Only the lines holding "white" are wanted; find them in the listing and return each one.

┌────────

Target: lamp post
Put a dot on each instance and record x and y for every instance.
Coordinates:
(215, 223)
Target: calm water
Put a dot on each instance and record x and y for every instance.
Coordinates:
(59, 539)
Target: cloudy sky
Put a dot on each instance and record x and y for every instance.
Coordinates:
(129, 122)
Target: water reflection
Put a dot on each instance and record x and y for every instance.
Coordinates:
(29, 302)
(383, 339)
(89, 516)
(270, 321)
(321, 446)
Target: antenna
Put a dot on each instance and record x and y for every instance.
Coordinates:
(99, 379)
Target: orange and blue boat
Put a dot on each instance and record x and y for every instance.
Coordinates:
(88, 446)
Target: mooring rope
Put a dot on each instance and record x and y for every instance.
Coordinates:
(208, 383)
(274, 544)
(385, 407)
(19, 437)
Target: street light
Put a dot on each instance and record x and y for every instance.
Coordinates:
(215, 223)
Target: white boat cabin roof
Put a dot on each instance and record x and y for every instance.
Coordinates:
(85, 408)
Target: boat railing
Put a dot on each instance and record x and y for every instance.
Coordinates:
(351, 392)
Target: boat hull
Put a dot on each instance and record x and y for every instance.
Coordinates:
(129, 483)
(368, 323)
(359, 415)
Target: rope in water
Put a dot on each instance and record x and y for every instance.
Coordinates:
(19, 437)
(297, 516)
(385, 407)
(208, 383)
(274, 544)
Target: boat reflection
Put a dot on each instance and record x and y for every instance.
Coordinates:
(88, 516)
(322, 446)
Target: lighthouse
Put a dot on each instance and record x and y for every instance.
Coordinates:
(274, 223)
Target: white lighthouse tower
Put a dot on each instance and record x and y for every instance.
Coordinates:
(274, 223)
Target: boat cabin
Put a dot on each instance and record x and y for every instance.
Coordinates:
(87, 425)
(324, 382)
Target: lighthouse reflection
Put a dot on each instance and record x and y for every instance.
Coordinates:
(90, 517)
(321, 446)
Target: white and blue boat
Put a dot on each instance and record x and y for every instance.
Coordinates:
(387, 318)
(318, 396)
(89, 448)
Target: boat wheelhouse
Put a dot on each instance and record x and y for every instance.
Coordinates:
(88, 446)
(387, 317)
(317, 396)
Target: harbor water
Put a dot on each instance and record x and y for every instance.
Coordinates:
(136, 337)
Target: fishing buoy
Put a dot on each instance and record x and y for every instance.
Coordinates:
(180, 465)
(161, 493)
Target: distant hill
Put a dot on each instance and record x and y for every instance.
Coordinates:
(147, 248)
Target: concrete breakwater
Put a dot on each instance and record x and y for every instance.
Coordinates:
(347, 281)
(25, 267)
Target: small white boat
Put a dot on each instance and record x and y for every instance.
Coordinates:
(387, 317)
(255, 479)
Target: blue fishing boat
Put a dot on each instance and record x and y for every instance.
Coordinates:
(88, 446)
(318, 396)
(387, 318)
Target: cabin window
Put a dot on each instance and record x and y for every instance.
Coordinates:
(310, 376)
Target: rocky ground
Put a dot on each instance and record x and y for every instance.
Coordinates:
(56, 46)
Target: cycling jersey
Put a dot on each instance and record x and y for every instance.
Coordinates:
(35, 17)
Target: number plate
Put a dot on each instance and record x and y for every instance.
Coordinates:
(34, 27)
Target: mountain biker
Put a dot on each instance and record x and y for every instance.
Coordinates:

└────────
┌────────

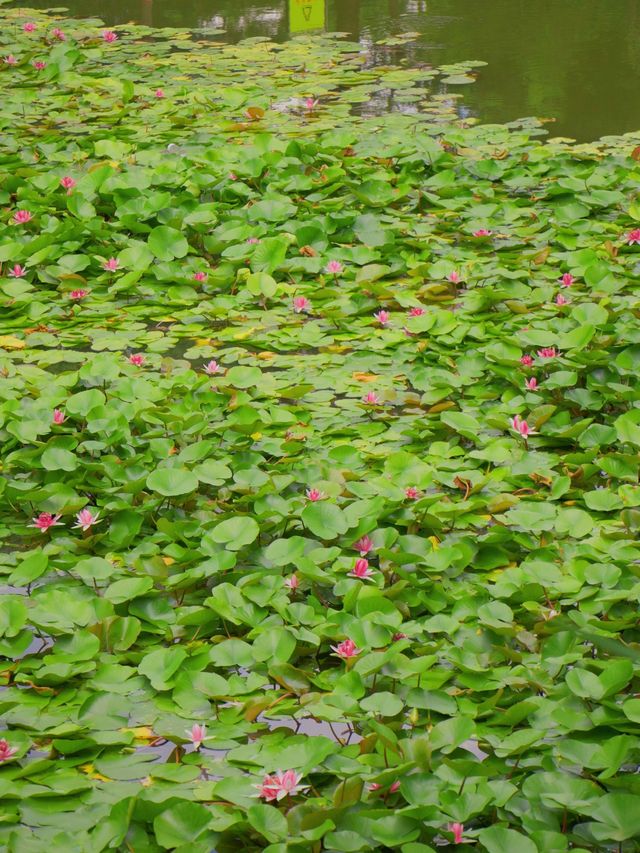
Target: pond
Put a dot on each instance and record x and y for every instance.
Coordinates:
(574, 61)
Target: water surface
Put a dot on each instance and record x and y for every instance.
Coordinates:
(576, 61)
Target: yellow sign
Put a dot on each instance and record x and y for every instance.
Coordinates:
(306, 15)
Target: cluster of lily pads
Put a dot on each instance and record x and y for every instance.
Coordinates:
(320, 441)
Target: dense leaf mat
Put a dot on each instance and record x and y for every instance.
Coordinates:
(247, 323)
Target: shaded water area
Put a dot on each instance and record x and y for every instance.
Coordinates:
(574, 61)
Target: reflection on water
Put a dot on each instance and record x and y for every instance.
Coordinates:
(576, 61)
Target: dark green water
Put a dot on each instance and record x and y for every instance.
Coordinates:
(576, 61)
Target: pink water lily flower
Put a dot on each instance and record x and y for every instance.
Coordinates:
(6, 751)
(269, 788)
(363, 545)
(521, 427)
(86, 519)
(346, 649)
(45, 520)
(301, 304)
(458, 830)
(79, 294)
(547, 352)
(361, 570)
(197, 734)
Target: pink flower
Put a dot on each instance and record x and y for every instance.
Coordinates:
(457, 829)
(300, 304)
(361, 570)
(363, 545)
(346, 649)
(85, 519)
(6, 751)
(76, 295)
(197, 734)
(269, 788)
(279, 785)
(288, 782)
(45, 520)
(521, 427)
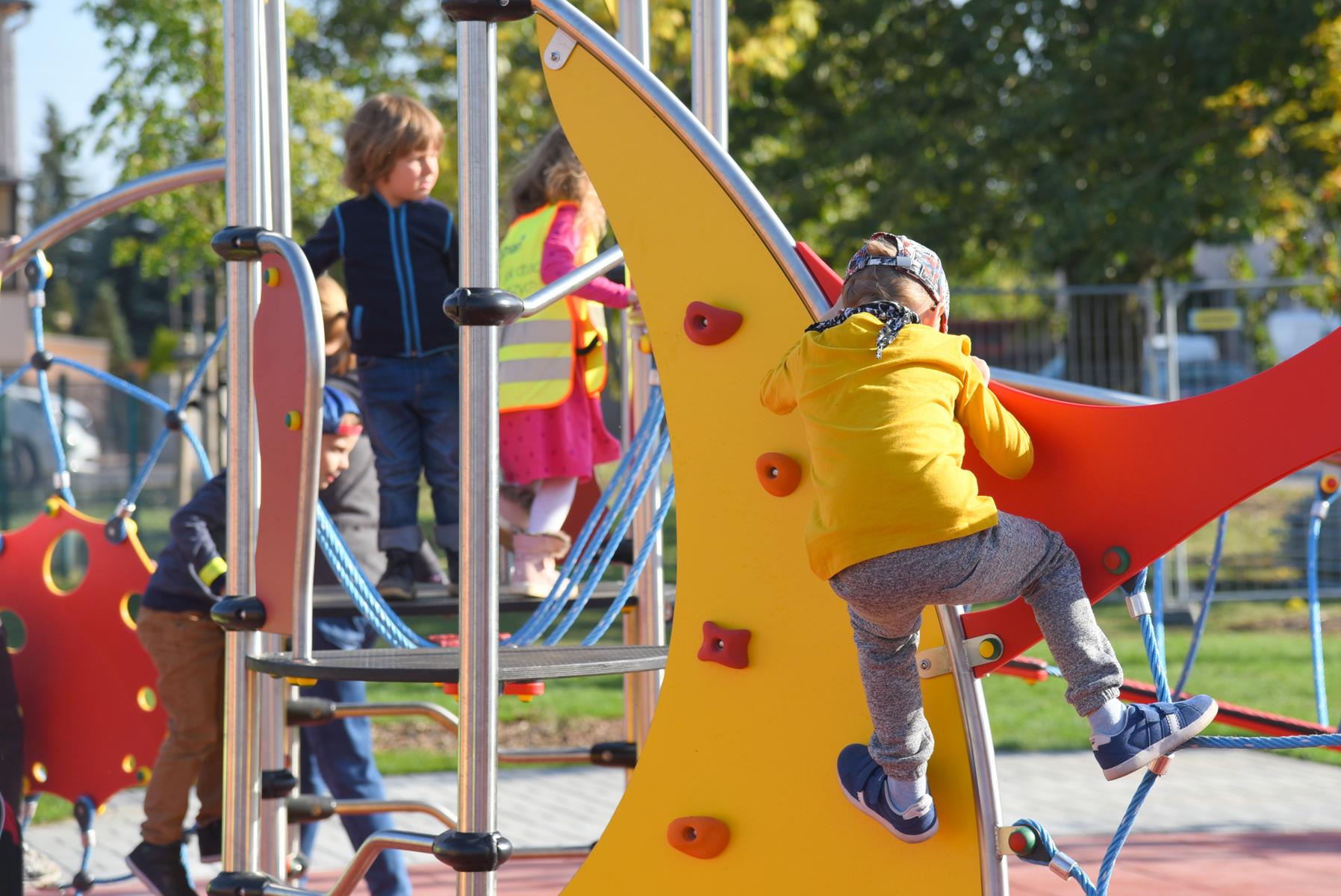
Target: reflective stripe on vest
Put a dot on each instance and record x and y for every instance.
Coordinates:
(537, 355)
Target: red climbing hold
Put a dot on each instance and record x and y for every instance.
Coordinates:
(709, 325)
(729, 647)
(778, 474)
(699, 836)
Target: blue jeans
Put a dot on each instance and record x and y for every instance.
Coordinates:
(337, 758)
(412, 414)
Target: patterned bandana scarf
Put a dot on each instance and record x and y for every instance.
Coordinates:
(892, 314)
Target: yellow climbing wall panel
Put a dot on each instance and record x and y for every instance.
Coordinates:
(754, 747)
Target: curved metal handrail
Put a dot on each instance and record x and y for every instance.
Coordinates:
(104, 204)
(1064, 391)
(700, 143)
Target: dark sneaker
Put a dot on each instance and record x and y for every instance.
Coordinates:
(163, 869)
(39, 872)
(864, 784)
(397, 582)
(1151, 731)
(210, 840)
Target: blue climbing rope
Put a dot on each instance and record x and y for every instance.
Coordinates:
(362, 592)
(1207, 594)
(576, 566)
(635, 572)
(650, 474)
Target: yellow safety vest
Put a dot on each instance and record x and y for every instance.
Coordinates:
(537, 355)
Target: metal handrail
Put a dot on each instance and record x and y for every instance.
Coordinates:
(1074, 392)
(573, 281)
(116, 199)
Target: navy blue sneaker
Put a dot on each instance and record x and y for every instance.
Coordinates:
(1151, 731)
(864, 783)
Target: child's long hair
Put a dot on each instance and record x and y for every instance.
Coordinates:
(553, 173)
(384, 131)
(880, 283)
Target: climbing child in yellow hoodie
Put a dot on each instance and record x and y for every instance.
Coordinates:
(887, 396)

└────────

**WORKED SOLUTION**
Target: white boat cabin roof
Target: white lighthouse tower
Target: white and blue boat
Target: small white boat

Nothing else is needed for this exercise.